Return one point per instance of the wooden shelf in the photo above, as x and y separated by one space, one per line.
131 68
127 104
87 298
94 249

------------------------------

### Problem
Copy out the records above with "metal rack" replacing "wooden shelf" and nothing else altered.

### Problem solution
Return one point per instance of the metal rack in the photo above, as x and y separated by one space, one per line.
131 68
127 104
87 298
94 249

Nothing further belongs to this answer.